**Teks yang Diberikan**
···
Saut juga disoal mengapa KPK tidak mengumumkan status tersangka secara resmi seperti tersangka lain. Pasalnya, tanpa pengumuman terbuka, publik masih menebak-nebak, apa sangkaan pelanggaran pidana korupsi yang disematkan terhadap Eddy Sindoro belum cukup jelas.

Namun soal ini, Saut tidak banyak berkomentar. Begitu juga mengenai pasal apa yang disangkakan dan perbuatan apa yang menjadikan Eddy Sindoro sebagai tersangka ia belum bisa memberi tanggapan. Meskipun begitu menurut Saut pihaknya telah mempunyai bukti yang cukup kuat untuk menjadikan Eddy Sindoro sebagai tersangka.

Dan mengenai rincian perkara terhadap saudara kandung Billy Sindoro itu, Saut berjanji untuk segera mengumumkan kepada publik. "Ada itu (rincian perbuatan Eddy Sindoro), Senin coba di cek lagi ya , aku lagi di luar kota ini, trims," tutup mantan staf ahli Badan Intelejen Negara (BIN) ini.

Meski begitu, di persidangan dengan terdakwa Edy Nasution, Mantan Sekretaris Mahkamah Agung Nurhadi, bersaksi dia pernah menghubungi Edy Nasution atas permintaan Eddy Sindoro. Hanya saja, Nurhadi membantah, telepon itu berisi perintah agar Edy mengirimkan berkas PK perkara perdata antara PT Across Asia Limited (AAL) melawan PT First Media yang telah lewat batas waktu.
···
**Data Terekam**
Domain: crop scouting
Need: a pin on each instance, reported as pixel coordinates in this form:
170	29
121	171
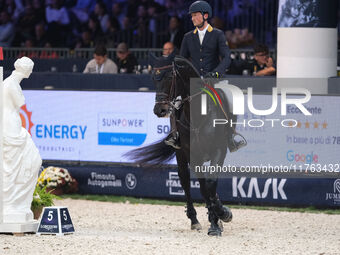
···
**Tindakan yang Diperlukan**
1 > Ganti nama "Eddy Sindoro" menjadi "ES" dalam berita tentang KPK dari "Saut juga disoal" sampai "Negara (BIN) ini.", lalu tuliskan bagian itu.
2 > Menurut berita tentang KPK, mengapa Saut dipersoalkan karena KPK tidak mengumumkan status tersangka Eddy Sindoro secara resmi? Jawab dalam satu sampai tiga kalimat.
3 > Teruskan berita tentang KPK mulai setelah kalimat terakhir yang ada.
Materi tersebut tidak berkaitan dengan teks yang diberikan.

**Hasil Setiap Tugas**
1 >
Saut juga disoal mengapa KPK tidak mengumumkan status tersangka secara resmi seperti tersangka lain. Pasalnya, tanpa pengumuman terbuka, publik masih menebak-nebak, apa sangkaan pelanggaran pidana korupsi yang disematkan terhadap ES belum cukup jelas.

Namun soal ini, Saut tidak banyak berkomentar. Begitu juga mengenai pasal apa yang disangkakan dan perbuatan apa yang menjadikan ES sebagai tersangka ia belum bisa memberi tanggapan. Meskipun begitu menurut Saut pihaknya telah mempunyai bukti yang cukup kuat untuk menjadikan ES sebagai tersangka.

Dan mengenai rincian perkara terhadap saudara kandung Billy Sindoro itu, Saut berjanji untuk segera mengumumkan kepada publik. "Ada itu (rincian perbuatan ES), Senin coba di cek lagi ya , aku lagi di luar kota ini, trims," tutup mantan staf ahli Badan Intelejen Negara (BIN) ini.

2 > Tanpa pengumuman terbuka, publik masih menebak-nebak. Selain itu, sangkaan pelanggaran pidana korupsi terhadap Eddy Sindoro belum cukup jelas.

3 >
Menurut Nurhadi, meskipun ia tahu apa perkara yang dimaksud Eddy Sindoro, ia tak punya kewenangan apapun. Tugasnya di MA terkait administrasi dan bukan teknis penanganan perkara. "Pesan saya ke Edy Nasution, kok punya Pak Eddy (Sindoro) lama, enggak dikirim-kirim. Saya enggak tahu itu PK apalagi tenggang waktunya lewat dan sebagainya. Kalau tahu pun saya tidak punya kewenangan untuk itu," tutur Nurhadi beberapa waktu lalu.

Sebelumnya staf di PN Jakpus Sarwo Edy mengatakan pada Februari 2016 kuasa hukum PT AAL hendak mengajukan PK padahal batas waktunya telah melewati 180 hari. Sebelumnya putusan itu sudah disampaikan kepada PT AAL pada 7 Agustus 2015 tetapi tidak ada respons dari PT AAL. "Karena batas waktunya sudah habis, kami tolak," kata Sarwo saat bersaksi di Pengadilan, Rabu (12/10).

PT AAL selanjutnya menemui Edy Nasution. Edy kemudian meminta saran kepada Sarwo. Setelah itu, Sarwo mengaku tak tahu lagi kelanjutannya dan Edi justru diketahui ditangkap tangan oleh KPK atas sangkaan suap.

KPK LANGGAR UU SENDIRI? - Guru Besar Hukum Pidana Universitas Padjajaran Romli Atmasasmita menganggap apa yang dilakukan KPK pada kasus Eddy Sindoro ini memang cukup aneh. Pasalnya, lembaga antirasuah ini tidak memperlakukan asas kesamaan di hadapan hukum seperti tersangka lain.

Menurut Romli, pada kasus korupsi lain KPK selalu mengumumkan status seseorang sebagai tersangka kasus korupsi. Seperti contohnya dalam beberapa perkara yang melibatkan para kepala daerah baik itu bupati, walikota ataupun gubernur.

"Menurut saya KPK di luar kebiasaan yang selalu transparan dalam kasus korupsi termasuk mantan menteri dan gubernur, yang wajib dilakukan KPK sesuai asas-asas yang diatur dalam UU KPK," kata Romli kepada gresnews.com, Minggu (27/11).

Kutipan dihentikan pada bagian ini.